[Records from a data source]
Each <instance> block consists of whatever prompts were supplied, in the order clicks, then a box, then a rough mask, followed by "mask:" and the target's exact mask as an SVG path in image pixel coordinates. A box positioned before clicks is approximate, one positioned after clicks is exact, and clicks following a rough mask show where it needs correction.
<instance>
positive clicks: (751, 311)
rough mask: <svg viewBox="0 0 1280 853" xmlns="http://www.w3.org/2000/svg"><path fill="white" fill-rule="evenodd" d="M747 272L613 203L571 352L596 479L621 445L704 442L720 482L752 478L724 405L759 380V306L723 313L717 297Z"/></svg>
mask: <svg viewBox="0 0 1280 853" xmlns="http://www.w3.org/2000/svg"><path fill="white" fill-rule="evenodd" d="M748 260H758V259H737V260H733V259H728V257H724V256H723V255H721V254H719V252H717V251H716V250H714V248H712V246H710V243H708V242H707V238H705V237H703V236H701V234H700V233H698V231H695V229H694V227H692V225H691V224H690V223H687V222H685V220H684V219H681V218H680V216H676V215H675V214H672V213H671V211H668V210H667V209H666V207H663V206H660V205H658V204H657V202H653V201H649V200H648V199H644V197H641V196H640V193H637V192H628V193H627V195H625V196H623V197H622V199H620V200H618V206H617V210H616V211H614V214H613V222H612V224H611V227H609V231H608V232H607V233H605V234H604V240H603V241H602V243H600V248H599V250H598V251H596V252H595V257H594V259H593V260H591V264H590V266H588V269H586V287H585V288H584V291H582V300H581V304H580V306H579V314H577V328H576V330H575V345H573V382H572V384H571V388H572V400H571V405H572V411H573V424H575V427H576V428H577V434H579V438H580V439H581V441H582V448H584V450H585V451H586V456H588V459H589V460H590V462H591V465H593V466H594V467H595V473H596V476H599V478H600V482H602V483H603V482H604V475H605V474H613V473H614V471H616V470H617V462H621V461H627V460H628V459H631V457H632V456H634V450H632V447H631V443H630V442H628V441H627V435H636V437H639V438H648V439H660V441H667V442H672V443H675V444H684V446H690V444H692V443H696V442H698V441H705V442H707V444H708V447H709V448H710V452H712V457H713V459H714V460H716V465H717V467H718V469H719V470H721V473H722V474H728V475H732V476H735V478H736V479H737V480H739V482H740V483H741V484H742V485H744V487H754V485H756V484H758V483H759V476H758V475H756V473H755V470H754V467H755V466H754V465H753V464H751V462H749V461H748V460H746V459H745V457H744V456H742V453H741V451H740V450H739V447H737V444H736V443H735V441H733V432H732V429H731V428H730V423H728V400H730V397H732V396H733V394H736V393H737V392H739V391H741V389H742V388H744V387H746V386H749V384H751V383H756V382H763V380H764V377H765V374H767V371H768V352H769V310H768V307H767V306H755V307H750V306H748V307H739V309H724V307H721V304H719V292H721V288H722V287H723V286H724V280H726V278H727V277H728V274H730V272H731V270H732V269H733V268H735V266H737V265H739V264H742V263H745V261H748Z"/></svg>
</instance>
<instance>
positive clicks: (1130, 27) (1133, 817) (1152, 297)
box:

> _The problem_: Write the entries again, exactly as they stand.

> _Output for this exercise_:
Each <instance> block consists of whatever prompts were supplied, in the order clicks, then a box, then a rough mask, followed by "mask:" and the target's exact mask as an SVG path in image pixel coordinates. A box positioned before clicks is approximate, one positioned after clicks is exact, and clicks following a rough mask show where it needs correction.
<instance>
positive clicks: (751, 311)
rough mask: <svg viewBox="0 0 1280 853" xmlns="http://www.w3.org/2000/svg"><path fill="white" fill-rule="evenodd" d="M747 272L613 203L571 352L596 479L621 445L704 442L720 482L752 478L724 405L759 380V306L723 313L717 297Z"/></svg>
mask: <svg viewBox="0 0 1280 853" xmlns="http://www.w3.org/2000/svg"><path fill="white" fill-rule="evenodd" d="M748 260H758V259H737V260H733V259H728V257H724V256H723V255H721V254H719V252H717V251H716V250H714V248H712V246H710V243H708V242H707V238H705V237H703V236H701V234H700V233H698V231H695V229H694V227H692V225H691V224H690V223H687V222H685V220H684V219H681V218H680V216H676V215H675V214H672V213H671V211H668V210H667V209H666V207H663V206H660V205H658V204H657V202H653V201H649V200H648V199H644V197H641V196H640V193H637V192H628V193H627V195H625V196H623V197H622V199H620V200H618V206H617V210H616V211H614V214H613V222H612V224H611V227H609V231H608V232H607V233H605V234H604V240H603V241H602V243H600V248H599V250H598V251H596V252H595V257H594V259H593V260H591V264H590V266H588V269H586V287H585V288H584V291H582V300H581V304H580V306H579V314H577V328H576V330H575V345H573V382H572V384H571V388H572V400H571V405H572V411H573V424H575V427H576V428H577V434H579V438H580V439H581V441H582V448H584V450H585V451H586V456H588V459H589V460H590V462H591V465H593V466H594V467H595V473H596V476H599V478H600V482H602V483H603V482H604V475H605V474H613V473H614V471H616V470H617V462H621V461H627V460H628V459H631V457H632V456H634V450H632V447H631V443H630V442H628V441H627V435H636V437H639V438H648V439H660V441H667V442H672V443H675V444H684V446H690V444H692V443H696V442H698V441H705V442H707V444H708V447H709V448H710V452H712V457H713V459H714V460H716V465H717V467H718V469H719V470H721V473H722V474H728V475H732V476H735V478H736V479H737V480H739V482H740V483H741V484H742V485H744V487H754V485H756V484H758V483H759V476H758V475H756V473H755V470H754V467H755V466H754V465H753V464H751V462H749V461H748V460H746V459H745V457H744V456H742V453H741V451H740V450H739V447H737V444H736V443H735V441H733V432H732V429H731V428H730V423H728V400H730V397H732V396H733V394H736V393H737V392H739V391H741V389H742V388H744V387H746V386H749V384H751V383H756V382H763V380H764V377H765V374H767V371H768V352H769V310H768V307H767V306H755V307H750V306H748V307H739V309H724V307H721V304H719V292H721V288H722V287H723V286H724V280H726V278H727V277H728V274H730V272H731V270H732V269H733V268H735V266H737V265H739V264H742V263H745V261H748Z"/></svg>
</instance>
<instance>
positive clicks: (1130, 27) (1133, 817) (1152, 297)
box:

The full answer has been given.